(Items listed in a dataset)
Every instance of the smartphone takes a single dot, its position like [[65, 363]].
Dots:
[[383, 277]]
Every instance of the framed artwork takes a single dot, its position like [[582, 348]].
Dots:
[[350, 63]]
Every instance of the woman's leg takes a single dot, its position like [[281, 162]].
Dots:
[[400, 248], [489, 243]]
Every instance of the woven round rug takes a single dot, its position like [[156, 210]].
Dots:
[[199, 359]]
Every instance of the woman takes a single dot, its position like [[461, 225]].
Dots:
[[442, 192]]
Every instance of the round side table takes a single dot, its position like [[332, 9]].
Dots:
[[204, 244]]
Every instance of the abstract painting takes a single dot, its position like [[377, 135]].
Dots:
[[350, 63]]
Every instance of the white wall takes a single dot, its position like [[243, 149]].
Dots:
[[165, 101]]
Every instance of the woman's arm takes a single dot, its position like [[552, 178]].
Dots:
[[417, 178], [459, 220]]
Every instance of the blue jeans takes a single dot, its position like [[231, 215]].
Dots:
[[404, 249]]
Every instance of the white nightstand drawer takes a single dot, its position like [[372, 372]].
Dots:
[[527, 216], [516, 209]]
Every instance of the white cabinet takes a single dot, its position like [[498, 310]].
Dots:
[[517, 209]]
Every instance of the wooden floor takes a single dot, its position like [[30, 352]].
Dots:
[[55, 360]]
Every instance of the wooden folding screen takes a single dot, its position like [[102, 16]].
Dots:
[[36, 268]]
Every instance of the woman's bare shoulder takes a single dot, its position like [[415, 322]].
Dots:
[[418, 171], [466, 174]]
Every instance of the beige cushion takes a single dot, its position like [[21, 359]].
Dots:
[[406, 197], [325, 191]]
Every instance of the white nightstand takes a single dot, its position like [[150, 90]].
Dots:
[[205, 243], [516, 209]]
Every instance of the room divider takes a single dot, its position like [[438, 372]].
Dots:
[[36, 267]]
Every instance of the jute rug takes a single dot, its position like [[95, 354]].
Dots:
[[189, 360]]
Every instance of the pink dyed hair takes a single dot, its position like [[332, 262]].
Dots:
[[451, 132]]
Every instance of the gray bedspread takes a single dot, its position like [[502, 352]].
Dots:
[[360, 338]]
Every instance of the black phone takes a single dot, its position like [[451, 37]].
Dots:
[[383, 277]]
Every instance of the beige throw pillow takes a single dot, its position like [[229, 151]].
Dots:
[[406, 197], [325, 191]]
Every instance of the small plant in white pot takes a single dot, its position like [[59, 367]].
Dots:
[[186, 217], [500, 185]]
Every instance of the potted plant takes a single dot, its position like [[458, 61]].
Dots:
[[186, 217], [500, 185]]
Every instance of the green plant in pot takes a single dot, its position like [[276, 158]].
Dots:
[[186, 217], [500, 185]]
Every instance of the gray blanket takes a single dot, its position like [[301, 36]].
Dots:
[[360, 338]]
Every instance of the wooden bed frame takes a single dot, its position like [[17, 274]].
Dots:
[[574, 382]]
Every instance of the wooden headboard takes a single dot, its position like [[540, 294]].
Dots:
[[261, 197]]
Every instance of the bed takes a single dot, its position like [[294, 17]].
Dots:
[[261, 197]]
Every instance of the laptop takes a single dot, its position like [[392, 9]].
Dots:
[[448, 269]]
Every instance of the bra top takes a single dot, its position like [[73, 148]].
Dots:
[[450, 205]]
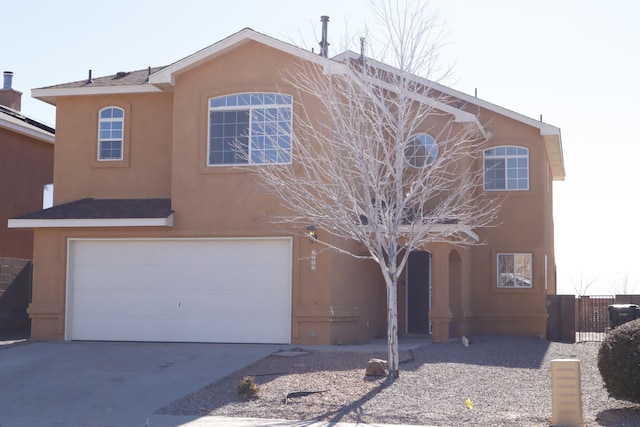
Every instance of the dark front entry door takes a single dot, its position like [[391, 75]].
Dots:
[[418, 279]]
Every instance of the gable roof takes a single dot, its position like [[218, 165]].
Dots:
[[163, 79], [550, 133], [17, 122], [121, 82]]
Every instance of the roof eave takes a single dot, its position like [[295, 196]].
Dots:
[[50, 95], [91, 222], [35, 133], [165, 78]]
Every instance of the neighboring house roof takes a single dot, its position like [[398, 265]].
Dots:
[[100, 213], [163, 79], [15, 121]]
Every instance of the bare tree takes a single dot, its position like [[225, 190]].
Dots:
[[582, 284], [382, 158]]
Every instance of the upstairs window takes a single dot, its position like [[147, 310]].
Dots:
[[506, 168], [421, 150], [110, 134], [250, 129], [514, 270]]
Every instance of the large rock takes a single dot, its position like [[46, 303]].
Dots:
[[377, 368]]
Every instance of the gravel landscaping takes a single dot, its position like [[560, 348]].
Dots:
[[507, 380]]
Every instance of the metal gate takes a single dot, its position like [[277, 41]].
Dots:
[[592, 317]]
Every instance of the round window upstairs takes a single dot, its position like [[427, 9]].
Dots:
[[421, 150]]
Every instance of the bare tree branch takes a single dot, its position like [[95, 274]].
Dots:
[[359, 168]]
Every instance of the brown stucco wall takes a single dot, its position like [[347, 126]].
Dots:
[[145, 170], [343, 300], [26, 165]]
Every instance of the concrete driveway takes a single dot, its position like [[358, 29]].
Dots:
[[106, 384]]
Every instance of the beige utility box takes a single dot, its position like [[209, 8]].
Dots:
[[566, 393]]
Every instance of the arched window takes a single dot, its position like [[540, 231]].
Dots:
[[506, 168], [250, 129], [110, 133], [421, 150]]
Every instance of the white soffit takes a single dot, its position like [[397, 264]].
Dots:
[[91, 222]]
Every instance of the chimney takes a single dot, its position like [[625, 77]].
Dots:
[[8, 96], [324, 43]]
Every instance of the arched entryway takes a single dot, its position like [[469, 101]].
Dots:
[[418, 295], [455, 294]]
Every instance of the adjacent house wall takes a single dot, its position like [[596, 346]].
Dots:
[[26, 165]]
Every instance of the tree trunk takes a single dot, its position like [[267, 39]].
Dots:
[[392, 326]]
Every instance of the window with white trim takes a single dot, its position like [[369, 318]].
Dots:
[[515, 270], [506, 168], [421, 150], [110, 134], [250, 129]]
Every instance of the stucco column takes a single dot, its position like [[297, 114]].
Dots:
[[440, 313]]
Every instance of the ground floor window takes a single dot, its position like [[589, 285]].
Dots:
[[514, 270]]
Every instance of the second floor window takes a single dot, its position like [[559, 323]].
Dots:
[[110, 133], [506, 168], [250, 129]]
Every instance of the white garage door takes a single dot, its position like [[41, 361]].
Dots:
[[221, 290]]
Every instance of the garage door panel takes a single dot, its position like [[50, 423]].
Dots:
[[180, 290]]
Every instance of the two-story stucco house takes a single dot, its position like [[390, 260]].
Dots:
[[156, 234]]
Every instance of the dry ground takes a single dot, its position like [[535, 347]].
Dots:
[[506, 379]]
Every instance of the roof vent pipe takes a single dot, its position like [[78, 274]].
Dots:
[[361, 59], [8, 79], [324, 43]]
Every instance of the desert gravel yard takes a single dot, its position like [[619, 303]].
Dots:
[[507, 381]]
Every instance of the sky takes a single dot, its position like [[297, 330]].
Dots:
[[575, 62]]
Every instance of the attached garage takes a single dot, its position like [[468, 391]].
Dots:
[[179, 290]]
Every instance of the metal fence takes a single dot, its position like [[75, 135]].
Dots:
[[592, 317]]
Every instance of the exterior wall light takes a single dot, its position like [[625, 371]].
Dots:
[[311, 232]]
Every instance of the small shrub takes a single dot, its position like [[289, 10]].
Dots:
[[247, 388], [619, 362]]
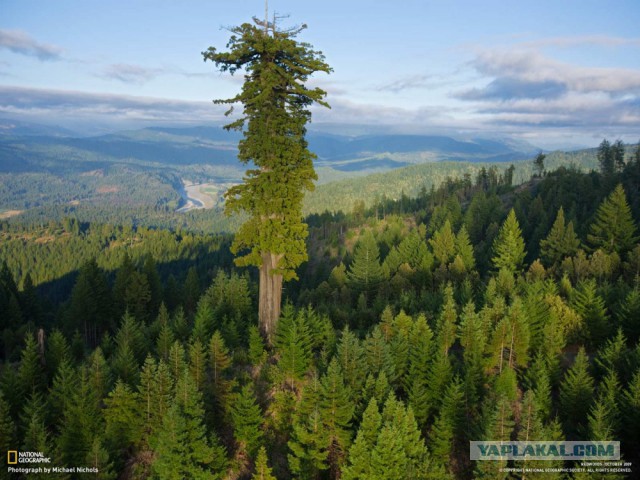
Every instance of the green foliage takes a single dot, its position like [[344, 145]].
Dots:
[[560, 243], [613, 229], [293, 343], [365, 272], [508, 247], [262, 470], [183, 450], [247, 421], [576, 396], [275, 111]]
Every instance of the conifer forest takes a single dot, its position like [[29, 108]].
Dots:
[[370, 340]]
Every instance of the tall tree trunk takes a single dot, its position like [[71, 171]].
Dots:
[[270, 295]]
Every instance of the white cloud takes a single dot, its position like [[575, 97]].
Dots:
[[21, 43]]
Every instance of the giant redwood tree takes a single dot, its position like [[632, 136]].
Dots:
[[276, 105]]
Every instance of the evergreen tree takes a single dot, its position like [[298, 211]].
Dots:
[[365, 272], [613, 229], [350, 355], [508, 247], [293, 343], [219, 364], [309, 440], [617, 152], [446, 324], [576, 396], [31, 372], [538, 163], [197, 363], [98, 457], [247, 421], [8, 435], [276, 109], [124, 424], [606, 158], [91, 303], [629, 314], [150, 270], [630, 409], [359, 466], [560, 243], [165, 336], [79, 423], [336, 412], [591, 307], [447, 426], [443, 244], [498, 426], [57, 351], [257, 353], [191, 290], [262, 470], [183, 450]]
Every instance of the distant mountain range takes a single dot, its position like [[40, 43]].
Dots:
[[25, 147]]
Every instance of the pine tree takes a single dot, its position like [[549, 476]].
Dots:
[[498, 426], [150, 270], [613, 229], [262, 470], [629, 314], [257, 353], [197, 363], [204, 321], [464, 249], [98, 458], [443, 244], [191, 290], [576, 396], [276, 110], [617, 152], [100, 376], [293, 343], [177, 361], [56, 352], [350, 355], [182, 448], [124, 424], [630, 407], [359, 466], [80, 421], [309, 440], [336, 412], [219, 364], [399, 451], [33, 419], [365, 272], [508, 247], [31, 372], [538, 163], [560, 243], [447, 426], [591, 307], [446, 325], [247, 421], [165, 336], [605, 157], [8, 435]]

Task brief -
Each line above from the one containing "Every instance of the pink" through the one containing "Every instance of the roof eave" is to be returned verbatim. Nothing else, and no pictures.

Exercise answer -
Every instance of the pink dyed hair takes a single dot, its position like [[332, 262]].
Dots:
[[451, 132]]
Every instance of the gray bedspread takes a single dot, its position like [[502, 352]].
Dots:
[[360, 338]]
Every instance of the black phone takes a single dot, its position like [[451, 37]].
Dots:
[[383, 277]]
Every instance of the beige throw pillow takes a single dot, its position like [[229, 151]].
Dots:
[[406, 197], [325, 191]]
Every instance of the small plant in white pot takes a single dot, its position like [[59, 367]].
Dots:
[[186, 217], [500, 185]]
Every instance of the potted plant takes a single dot, its position like [[458, 61]].
Dots:
[[186, 217], [500, 185]]
Every instance of the green plant in pot takes a single dot, its position like [[276, 158]].
Dots:
[[186, 217], [500, 185]]
Every instance of the gray blanket takes a single dot, its position like [[301, 36]].
Dots:
[[360, 338]]
Every instance of the wooden bed frame takes a single dot, its position like [[17, 274]].
Dots:
[[574, 382]]
Every instance of the wooden headboard takes a single dot, its position like [[540, 294]].
Dots:
[[261, 197]]
Every instance of the bed takes a single dot, its position like [[294, 17]].
Dots:
[[261, 197]]
Every instance of the laptop takes a single dot, its position like [[392, 9]].
Dots:
[[448, 269]]
Every instance of the bra top takes a single dot, its position like [[73, 148]].
Dots:
[[450, 205]]
Every instance of the dark front entry door takes a single dot, its position like [[391, 75]].
Dots:
[[418, 279]]
Every instance of the gable roof takes a single dot, its position like [[218, 165]].
Dots:
[[163, 79], [550, 133], [17, 122], [121, 82]]
Every instance of the roof eave takes a single dot, its position like [[295, 196]].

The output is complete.